• **EXERCISE INPUTS**:

=== Begin Enclosure ===

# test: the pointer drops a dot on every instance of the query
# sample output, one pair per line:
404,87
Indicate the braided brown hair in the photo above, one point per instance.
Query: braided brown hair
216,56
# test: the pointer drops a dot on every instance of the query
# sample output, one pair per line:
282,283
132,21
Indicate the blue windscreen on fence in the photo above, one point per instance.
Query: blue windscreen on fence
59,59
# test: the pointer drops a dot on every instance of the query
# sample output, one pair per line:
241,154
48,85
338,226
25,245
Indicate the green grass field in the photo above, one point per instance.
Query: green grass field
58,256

=== End Enclosure ===
=== Begin Enclosure ===

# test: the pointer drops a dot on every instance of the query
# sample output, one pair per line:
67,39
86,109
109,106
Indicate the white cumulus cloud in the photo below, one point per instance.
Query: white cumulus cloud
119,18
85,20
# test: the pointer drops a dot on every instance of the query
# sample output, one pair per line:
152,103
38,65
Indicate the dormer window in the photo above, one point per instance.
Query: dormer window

=== End Enclosure ===

• **EXERCISE REQUIREMENTS**:
Copy out each line of the listing that contains the word "above".

• **COMPLETED TASK**:
Indicate the braided brown hair in the photo above, one point per instance.
Indicate the blue windscreen on fence in the photo above, one point per instance.
Indicate the green grass field in the photo above, one point per instance.
Indicate the dormer window in the photo above, one point per instance.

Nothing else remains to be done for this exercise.